Document excerpt ::
In our study, nearly half of the subjects had a highly glandular or glandular/adipose breast tissue structure, and 20.63% of cases (13/63) demonstrated multifocal lesions. The arguments above account for such a low sensitivity of MMG in detecting CR – 33.33%.
Contrast-enhanced spectral mammography provides a double amount of information:
morphological information (as in standard mammography) – in low-energy images;
functional information – in subtraction images that visualise the vascularisation of breast lesions.
CESM is characterised by very high sensitivity in detecting focal breast lesions, and the tumour size on CESM correlate well with histopathological examination in non-NACT patients [30, 31].

(Point-per-instance location data)

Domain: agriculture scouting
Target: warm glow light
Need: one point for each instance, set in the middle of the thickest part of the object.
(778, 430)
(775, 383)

What the exercise asks ::
In the mammography excerpt, what share of the study's cases showed multifocal lesions? These lines have nothing to do with the excerpt.

Task answer ::
20.63% of cases (13 of 63).